◆ **Texte source**:

=-=-=-=-=

Trouille

Bref, c'est avec cette trouille au coeur que le patron est allé à l'hopital accompagné comme d'hab de sa chère mère. Il s'était mis d'accord avec Monsieur Saad, le chauffeur de taxi avec qui il avait fait connaissance depuis quelques semaines et qui vient le chercher de temps en temps pour des courses quand le patron n'a pas trop envie d'attendre dans la rue bêtement. Saad était venu à l'heure, ils sont allés chercher ensuite la mère du patron qui craignait les nouvelles manifestations prévues ce jour-là par les frères mesulmans. Tôt le matin , le père du patron avait essayé de le persuader de ne pas aller à son rendez-vous avec le médecin de peur des manifs, mais le patron a laissé éclater sa colère, poussé par l'accumulation de la peur de la semaine et a insisté d'y aller même non accompagné.

=-=-=-=-=

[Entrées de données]
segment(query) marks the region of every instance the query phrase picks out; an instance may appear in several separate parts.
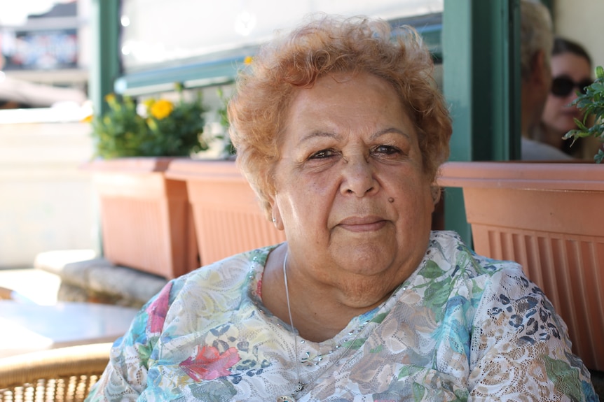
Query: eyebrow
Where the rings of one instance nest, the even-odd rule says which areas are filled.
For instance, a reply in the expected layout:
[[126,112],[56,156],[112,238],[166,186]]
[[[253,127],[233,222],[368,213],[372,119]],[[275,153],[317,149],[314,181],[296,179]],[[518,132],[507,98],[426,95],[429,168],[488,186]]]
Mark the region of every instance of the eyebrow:
[[[406,137],[408,139],[411,139],[411,136],[409,134],[408,134],[407,133],[405,133],[404,131],[401,131],[399,129],[397,129],[395,127],[387,127],[385,129],[382,129],[381,130],[378,130],[378,131],[376,131],[375,133],[371,134],[371,136],[370,137],[370,138],[372,140],[375,140],[376,138],[378,138],[381,136],[383,136],[384,134],[387,134],[388,133],[394,133],[394,134],[403,136],[404,137]],[[340,136],[338,134],[336,134],[336,133],[333,133],[331,131],[321,131],[316,130],[316,131],[313,131],[310,132],[310,134],[308,134],[308,135],[306,135],[303,137],[302,137],[300,139],[300,141],[298,143],[301,144],[301,143],[306,143],[307,141],[310,141],[310,140],[313,140],[313,139],[316,138],[317,137],[318,138],[329,138],[338,139],[339,138],[339,136]]]

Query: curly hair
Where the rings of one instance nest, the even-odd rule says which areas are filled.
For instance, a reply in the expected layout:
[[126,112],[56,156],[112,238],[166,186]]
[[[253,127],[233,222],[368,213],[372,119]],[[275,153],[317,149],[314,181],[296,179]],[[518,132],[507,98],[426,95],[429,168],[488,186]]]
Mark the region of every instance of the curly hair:
[[432,73],[432,56],[410,27],[392,29],[366,17],[314,15],[289,35],[261,47],[240,72],[228,108],[237,163],[267,216],[275,194],[279,141],[296,91],[326,75],[369,73],[390,85],[418,131],[423,169],[434,181],[448,157],[451,122]]

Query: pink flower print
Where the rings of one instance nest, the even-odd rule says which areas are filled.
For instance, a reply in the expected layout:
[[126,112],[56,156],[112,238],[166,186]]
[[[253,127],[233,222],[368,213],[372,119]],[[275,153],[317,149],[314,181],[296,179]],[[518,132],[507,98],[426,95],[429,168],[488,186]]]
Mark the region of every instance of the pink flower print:
[[214,380],[219,377],[228,375],[228,370],[241,358],[235,347],[229,347],[222,354],[213,346],[204,346],[197,352],[197,356],[189,357],[179,366],[187,375],[195,381]]
[[163,328],[165,316],[167,314],[170,304],[170,291],[172,289],[172,282],[168,282],[151,304],[146,311],[149,314],[147,329],[151,332],[160,332]]
[[262,299],[262,279],[258,281],[258,285],[256,285],[256,294],[258,297]]

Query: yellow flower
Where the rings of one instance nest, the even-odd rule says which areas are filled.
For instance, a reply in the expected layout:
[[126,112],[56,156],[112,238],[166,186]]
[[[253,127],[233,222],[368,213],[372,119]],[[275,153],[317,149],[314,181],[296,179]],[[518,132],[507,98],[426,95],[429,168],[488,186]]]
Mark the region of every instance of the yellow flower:
[[170,101],[160,99],[151,106],[151,114],[156,119],[160,120],[170,115],[174,110],[174,105]]
[[111,104],[116,101],[116,96],[114,94],[105,95],[105,101]]

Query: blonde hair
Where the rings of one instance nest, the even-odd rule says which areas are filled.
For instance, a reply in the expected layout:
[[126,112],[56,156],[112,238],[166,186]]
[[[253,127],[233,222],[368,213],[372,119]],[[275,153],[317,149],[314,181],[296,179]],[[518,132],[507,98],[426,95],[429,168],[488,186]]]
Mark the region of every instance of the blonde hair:
[[294,91],[336,72],[365,72],[392,85],[418,134],[424,171],[433,181],[448,157],[451,123],[436,87],[432,57],[411,27],[392,31],[365,17],[325,15],[263,46],[238,77],[228,104],[237,161],[270,216],[279,140]]
[[539,52],[543,52],[545,65],[549,67],[554,31],[549,10],[538,0],[522,0],[520,6],[520,71],[522,78],[526,78]]

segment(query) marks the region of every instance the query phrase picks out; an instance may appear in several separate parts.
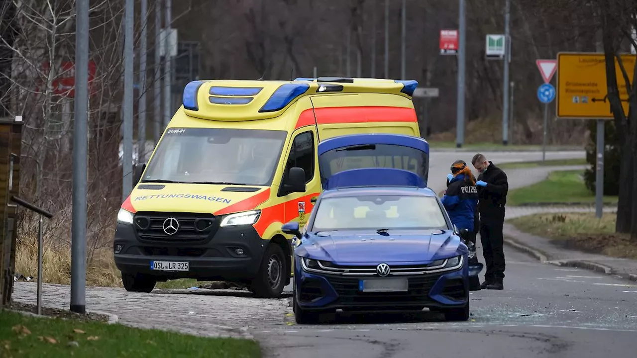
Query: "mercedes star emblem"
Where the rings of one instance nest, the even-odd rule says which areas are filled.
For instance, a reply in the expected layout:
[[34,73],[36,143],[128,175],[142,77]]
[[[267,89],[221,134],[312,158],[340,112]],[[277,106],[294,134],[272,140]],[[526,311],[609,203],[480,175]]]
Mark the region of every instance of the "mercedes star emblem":
[[376,266],[376,273],[381,277],[385,277],[389,275],[389,265],[387,264],[380,264]]
[[177,219],[169,217],[164,220],[164,232],[167,235],[174,235],[177,233],[177,230],[179,230],[179,222]]

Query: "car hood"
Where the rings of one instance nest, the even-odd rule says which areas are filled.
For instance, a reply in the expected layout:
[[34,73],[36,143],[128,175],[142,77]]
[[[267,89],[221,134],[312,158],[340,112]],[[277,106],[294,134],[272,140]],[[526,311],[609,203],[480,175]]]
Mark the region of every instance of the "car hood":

=-=-=-=-=

◆ **Consigne**:
Recopiez intégralement le texte source donné plus haut, sans y changer un seul caractère.

◆ **Réponse**:
Trouille

Bref, c'est avec cette trouille au coeur que le patron est allé à l'hopital accompagné comme d'hab de sa chère mère. Il s'était mis d'accord avec Monsieur Saad, le chauffeur de taxi avec qui il avait fait connaissance depuis quelques semaines et qui vient le chercher de temps en temps pour des courses quand le patron n'a pas trop envie d'attendre dans la rue bêtement. Saad était venu à l'heure, ils sont allés chercher ensuite la mère du patron qui craignait les nouvelles manifestations prévues ce jour-là par les frères mesulmans. Tôt le matin , le père du patron avait essayé de le persuader de ne pas aller à son rendez-vous avec le médecin de peur des manifs, mais le patron a laissé éclater sa colère, poussé par l'accumulation de la peur de la semaine et a insisté d'y aller même non accompagné.